## What is expected
Copy out the data below, putting "mark" wherever "indicate" appears and leaving everything else the same.

== Data shown ==

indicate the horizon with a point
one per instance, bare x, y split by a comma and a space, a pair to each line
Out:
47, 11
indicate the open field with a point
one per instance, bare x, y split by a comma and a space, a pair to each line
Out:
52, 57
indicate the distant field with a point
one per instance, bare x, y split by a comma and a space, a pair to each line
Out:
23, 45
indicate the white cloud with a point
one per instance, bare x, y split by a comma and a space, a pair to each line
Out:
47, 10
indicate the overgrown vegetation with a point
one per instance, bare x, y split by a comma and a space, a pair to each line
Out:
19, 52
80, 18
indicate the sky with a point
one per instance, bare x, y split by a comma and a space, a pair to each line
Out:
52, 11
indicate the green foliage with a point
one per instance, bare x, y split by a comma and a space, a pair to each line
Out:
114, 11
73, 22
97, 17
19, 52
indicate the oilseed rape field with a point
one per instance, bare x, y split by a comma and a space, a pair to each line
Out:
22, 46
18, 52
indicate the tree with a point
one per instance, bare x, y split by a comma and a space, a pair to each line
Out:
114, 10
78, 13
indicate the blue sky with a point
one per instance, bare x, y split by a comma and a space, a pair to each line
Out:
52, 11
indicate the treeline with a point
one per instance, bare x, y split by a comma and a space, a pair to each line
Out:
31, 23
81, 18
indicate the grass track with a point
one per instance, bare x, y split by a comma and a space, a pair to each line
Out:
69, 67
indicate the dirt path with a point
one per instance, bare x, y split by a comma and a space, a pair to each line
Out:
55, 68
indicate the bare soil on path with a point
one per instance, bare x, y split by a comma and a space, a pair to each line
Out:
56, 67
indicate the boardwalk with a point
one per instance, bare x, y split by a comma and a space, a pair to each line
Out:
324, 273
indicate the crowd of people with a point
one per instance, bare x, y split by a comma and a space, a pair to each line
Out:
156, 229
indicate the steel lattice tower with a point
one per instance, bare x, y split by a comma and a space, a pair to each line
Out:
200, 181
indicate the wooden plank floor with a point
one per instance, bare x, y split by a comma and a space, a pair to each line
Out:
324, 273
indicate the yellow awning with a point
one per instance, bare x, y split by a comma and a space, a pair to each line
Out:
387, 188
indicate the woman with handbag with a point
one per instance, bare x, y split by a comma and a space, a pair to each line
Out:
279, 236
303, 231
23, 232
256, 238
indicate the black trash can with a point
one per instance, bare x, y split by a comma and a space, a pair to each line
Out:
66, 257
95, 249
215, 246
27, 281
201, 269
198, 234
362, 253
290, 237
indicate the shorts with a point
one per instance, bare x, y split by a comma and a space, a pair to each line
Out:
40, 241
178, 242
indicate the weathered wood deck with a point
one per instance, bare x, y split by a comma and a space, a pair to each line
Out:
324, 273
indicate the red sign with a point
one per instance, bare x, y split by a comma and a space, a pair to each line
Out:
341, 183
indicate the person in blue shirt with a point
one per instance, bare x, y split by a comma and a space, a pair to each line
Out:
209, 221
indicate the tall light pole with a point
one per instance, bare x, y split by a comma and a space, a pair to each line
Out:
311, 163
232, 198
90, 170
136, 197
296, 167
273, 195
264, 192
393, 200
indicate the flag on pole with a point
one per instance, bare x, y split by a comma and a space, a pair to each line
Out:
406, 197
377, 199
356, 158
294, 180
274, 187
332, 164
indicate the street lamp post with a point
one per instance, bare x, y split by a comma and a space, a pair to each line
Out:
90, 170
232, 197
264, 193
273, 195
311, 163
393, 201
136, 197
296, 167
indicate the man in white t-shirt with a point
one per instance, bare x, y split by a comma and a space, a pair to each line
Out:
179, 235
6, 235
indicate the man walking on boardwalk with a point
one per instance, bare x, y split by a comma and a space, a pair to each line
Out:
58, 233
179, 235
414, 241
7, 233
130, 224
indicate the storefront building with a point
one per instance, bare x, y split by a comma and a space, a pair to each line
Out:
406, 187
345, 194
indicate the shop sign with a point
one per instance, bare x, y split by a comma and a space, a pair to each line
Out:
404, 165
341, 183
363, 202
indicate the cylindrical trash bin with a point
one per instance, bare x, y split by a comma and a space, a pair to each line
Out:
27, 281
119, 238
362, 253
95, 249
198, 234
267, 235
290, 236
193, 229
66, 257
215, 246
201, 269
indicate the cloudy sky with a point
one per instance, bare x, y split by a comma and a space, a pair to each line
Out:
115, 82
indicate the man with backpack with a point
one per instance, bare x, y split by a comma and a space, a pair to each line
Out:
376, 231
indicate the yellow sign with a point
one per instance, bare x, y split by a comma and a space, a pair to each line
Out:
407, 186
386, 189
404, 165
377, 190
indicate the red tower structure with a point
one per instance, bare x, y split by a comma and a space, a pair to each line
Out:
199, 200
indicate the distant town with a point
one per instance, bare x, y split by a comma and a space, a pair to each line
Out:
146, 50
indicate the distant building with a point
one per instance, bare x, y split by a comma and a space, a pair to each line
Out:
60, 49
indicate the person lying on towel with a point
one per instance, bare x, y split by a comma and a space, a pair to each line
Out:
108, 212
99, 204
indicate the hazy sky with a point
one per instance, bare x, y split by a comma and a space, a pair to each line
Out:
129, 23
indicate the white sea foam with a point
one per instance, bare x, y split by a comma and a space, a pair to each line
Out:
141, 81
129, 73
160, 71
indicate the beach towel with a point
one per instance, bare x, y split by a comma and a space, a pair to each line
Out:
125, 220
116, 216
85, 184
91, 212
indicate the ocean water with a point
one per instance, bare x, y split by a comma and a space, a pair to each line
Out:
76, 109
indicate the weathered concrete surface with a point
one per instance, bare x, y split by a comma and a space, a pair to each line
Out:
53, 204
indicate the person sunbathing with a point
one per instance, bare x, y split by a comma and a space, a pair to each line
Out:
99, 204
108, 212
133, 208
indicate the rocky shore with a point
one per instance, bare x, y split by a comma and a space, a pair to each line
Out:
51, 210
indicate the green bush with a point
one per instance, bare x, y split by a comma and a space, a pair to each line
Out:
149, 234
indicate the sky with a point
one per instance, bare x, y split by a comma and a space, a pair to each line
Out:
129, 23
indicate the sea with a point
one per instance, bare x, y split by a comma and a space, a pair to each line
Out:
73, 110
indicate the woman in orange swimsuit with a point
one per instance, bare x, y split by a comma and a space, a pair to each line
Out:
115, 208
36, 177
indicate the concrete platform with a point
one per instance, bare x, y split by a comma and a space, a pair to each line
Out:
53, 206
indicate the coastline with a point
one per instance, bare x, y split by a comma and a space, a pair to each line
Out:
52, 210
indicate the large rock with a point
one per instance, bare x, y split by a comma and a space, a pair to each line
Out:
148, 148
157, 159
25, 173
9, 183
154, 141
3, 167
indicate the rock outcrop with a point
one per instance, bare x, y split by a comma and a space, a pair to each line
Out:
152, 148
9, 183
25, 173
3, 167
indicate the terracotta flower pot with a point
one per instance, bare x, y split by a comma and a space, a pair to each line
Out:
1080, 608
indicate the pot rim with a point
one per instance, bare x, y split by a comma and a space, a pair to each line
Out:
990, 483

===

## The result
mark the horizon with a point
one per instance, bare x, y split by a comma and a space, a pair to each line
Out:
47, 11
mark the open field with a point
one per instance, bare x, y split by a comma and a space, a pair to each line
Out:
52, 57
mark the distant field with a point
one per instance, bare x, y split by a comma and a space, a pair to each line
Out:
23, 45
mark the white cloud with a point
one per instance, bare x, y split by a comma and a space, a pair to each line
Out:
47, 10
mark the overgrown vegetation with a point
one per instance, bare x, y split by a comma and a space, a pair to each line
Out:
19, 52
80, 18
mark the sky with a point
one per instance, bare x, y split by a comma and a space, a pair to each line
Out:
52, 11
mark the green foliage with a point
one per instance, bare x, y split by a comma and a space, a pair to each line
Out:
114, 11
73, 22
97, 17
19, 52
mark the oilseed rape field with a point
one per instance, bare x, y split by a comma and a space, a pair to each line
Out:
22, 46
18, 52
mark the tree with a point
one per instance, bare x, y split by a comma and a space, a pair to each line
Out:
114, 10
78, 13
mark the blue sky with a point
one per instance, bare x, y split by a comma and a space, a pair to each line
Out:
52, 11
mark the treeline with a point
one per instance, bare x, y split by a comma and a space, a pair to each line
Out:
31, 23
81, 18
mark the grass track with a point
one per instance, bare x, y split by a comma and a space, a pair to each line
Out:
69, 67
mark the dirt path with a point
one per instance, bare x, y split by a comma and a space, a pair to each line
Out:
55, 68
mark the bare soil on path with a point
one per instance, bare x, y split by a comma and a space, a pair to each line
Out:
56, 67
mark the boardwalk with a point
one per instance, bare x, y split by a comma and a space, a pair to each line
Out:
324, 273
mark the crowd of people with a point
one per instance, bare x, y split by a comma and a space, a pair to each line
Out:
156, 229
mark the steel lattice tower with a point
one per instance, bare x, y split by a comma and a space, a pair to each line
Out:
200, 181
mark the wooden plank floor with a point
one per instance, bare x, y split by a comma and a space, a pair to each line
Out:
324, 273
mark the yellow awning with a point
one per instance, bare x, y split by a comma and a space, a pair to each line
Out:
387, 188
mark the woman with handbag with a point
one per instance, bare x, y split by a comma and a space, a pair to each line
Out:
279, 236
303, 231
23, 232
256, 238
mark the black trash can with a point
one per instance, bare x, y split by a comma and a space, a pair to each line
Out:
66, 257
95, 249
215, 246
27, 281
201, 269
198, 234
362, 253
290, 237
mark the shorts with a point
one per instance, bare x, y split by a comma and a space, a pair to each line
Out:
40, 241
178, 242
mark the weathered wood deck with a point
one per instance, bare x, y split by a comma and a space, a pair to each line
Out:
324, 273
mark the red sign with a point
one per instance, bare x, y split by a comma and a space, a pair to each line
Out:
341, 183
mark the person in blue shirt with a point
one per instance, bare x, y split by a comma and a space, a pair to each line
Out:
209, 221
mark the tall light pole with a point
one per instance, bare x, y split by a comma and a space, a pair to each line
Out:
311, 163
232, 198
90, 170
136, 197
296, 167
273, 195
264, 192
393, 200
mark the flag on pole with a point
one per instance, bare x, y split by a comma and a space, a pair to each line
Out:
406, 197
377, 199
356, 158
294, 180
274, 187
332, 164
mark the street lamp post with a point
one per instance, bare x, y split by a comma and a space, a pair to each line
Out:
90, 170
232, 197
264, 193
273, 195
311, 163
393, 201
136, 197
296, 167
mark the man in white t-shirt with a point
one per instance, bare x, y split by a comma and a space, a pair to each line
Out:
179, 235
6, 235
mark the man walking on boardwalk with a point
one per instance, bare x, y split by a comma and a space, a pair to each line
Out:
58, 233
179, 235
414, 241
7, 233
130, 224
mark the storefront building with a point
one per instance, bare x, y split by a comma and a space, a pair to each line
Out:
406, 187
345, 194
mark the shop sign with a point
one per instance, bare x, y split by a comma and a space, a pair to each line
Out:
404, 165
341, 183
363, 202
mark the cylindrical trash bin with a point
one per instance, bare x, y split by a comma and a space, a pair to each line
Out:
27, 281
119, 238
362, 253
95, 249
198, 234
267, 235
290, 236
193, 229
66, 257
215, 246
201, 269
mark the cloudy sky with a point
one per instance, bare x, y split by a comma and a space, a pair to each line
Out:
115, 82
mark the man with backpack with a point
one per instance, bare x, y split by a comma and a space, a pair to each line
Out:
376, 231
mark the yellow sign with a point
one per instance, bare x, y split by a comma and a space, a pair to each line
Out:
407, 186
386, 189
404, 165
377, 190
mark the red tower structure with a point
one per instance, bare x, y split by a comma and a space, a pair to each line
Out:
199, 200
mark the distant town with a point
one per instance, bare x, y split by a comma and a space, a pair to each line
Out:
146, 50
mark the distant building with a point
one per instance, bare x, y split by a comma and a space, a pair to each line
Out:
60, 49
mark the person lying on towel with a point
one per instance, bare x, y split by a comma and a space, a pair to each line
Out:
108, 212
99, 204
mark the hazy sky with a point
one per instance, bare x, y split by a comma and a space, a pair to each line
Out:
129, 23
mark the white sea foam with a point
one per instance, bare x, y split by a comma and a space, a pair to each line
Out:
141, 81
129, 73
160, 71
mark the beach towel with a point
one per instance, bare x, y split by a comma and a space, a pair to each line
Out:
125, 220
116, 216
85, 184
91, 212
mark the ocean water with a point
one per instance, bare x, y split by a comma and a space, a pair to each line
Out:
76, 109
mark the weathered concrete surface with a point
one per instance, bare x, y split by a comma and a space, a pair to each line
Out:
53, 204
mark the person sunbathing with a point
one per instance, bare x, y split by a comma and a space, a pair to each line
Out:
99, 204
108, 212
133, 208
mark the rocky shore with a point
one per instance, bare x, y split by a comma and a space, a pair to each line
Out:
51, 210
mark the green bush with a point
one per instance, bare x, y split by a comma and a space, a pair to each line
Out:
149, 234
mark the sky with a point
one per instance, bare x, y split by a comma and a space, a pair to each line
Out:
129, 23
mark the sea with a point
one per instance, bare x, y split by a comma and a space, a pair to each line
Out:
73, 110
mark the woman in orange swimsuit with a point
one per instance, bare x, y split by a comma and a space, a pair to each line
Out:
115, 208
36, 177
mark the concrete platform with a point
one per instance, bare x, y split by a comma and a space, a pair to each line
Out:
53, 206
mark the coastline with a point
one per instance, bare x, y split by a comma and a space, a pair to each line
Out:
52, 210
mark the large rock with a point
one per instance, bare x, y split by a comma and a space, a pair to each line
Out:
148, 148
157, 159
25, 173
9, 183
154, 141
3, 167
mark the rock outcrop with a point
one per instance, bare x, y split by a comma and a space, a pair to each line
Out:
152, 148
9, 183
25, 173
3, 167
mark the terracotta flower pot with a point
one per instance, bare x, y split by a comma and a space, a pair to each line
Out:
1080, 608
mark the pot rim with a point
one per instance, bare x, y split by a comma and a space, a pair to each line
Out:
990, 483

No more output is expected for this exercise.